## PAGE EXCERPT

>> start

Putting My Foot In It

It's a good trick. I often say the unsayable. I often say the foolish. I act in a way that's intentionally going to cause an unusual reaction. I do this because I'm filled with glee regarding the illlogical. I've got this book called "The Man Who Mistook His Wife For A Hat", which is a lovely engimatic title. However, I love referring it it with a bewildering array of silly alternatives. I don't quite know why, but the following make me laugh:
  • The man who did a poo on a dog
  • The man who put jelly in a shoe
  • The man who coughed on a bus
  • The man who kept beetles in his fridge
  • The octopus who knitted a dolly
I could go on...

Anyway, the good thing about deliberately being outspoken is that you get to spot the emperor's new clothes. There's a quote from Bill Hicks, I believe, which is a favourite of mine, and I don't quote Bill Hicks very often - "Once you start spotting some bullshit, you start spotting it all". This is interesting to me. I am relatively credulous, but I'm also a kidder - a joker - and you can't kid a kidder. So I'm getting better at spotting the game, the racket, or whatnot, and either ignoring it, or gaming it.

I like that.

However, sometimes one can get wrong-footed. Sometimes this is a metaphor.

>> end

## EXERCISE DETAILS
Decide whether each statement agrees with the excerpt "Putting My Foot In It." Answer yes or no, and quote the words from the text that decide it. (a) The writer says they quote Bill Hicks often. (b) The writer describes themselves as relatively credulous. (c) One of the silly alternative titles involves beetles kept in a fridge.

## MATERIAL PROVIDED

>> start

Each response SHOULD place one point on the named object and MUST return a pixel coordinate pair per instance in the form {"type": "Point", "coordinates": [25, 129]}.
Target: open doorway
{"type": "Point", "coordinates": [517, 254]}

>> end

## FINISHED TASK
(a) No: "I don't quote Bill Hicks very often"
(b) Yes: "I am relatively credulous"
(c) Yes: "The man who kept beetles in his fridge"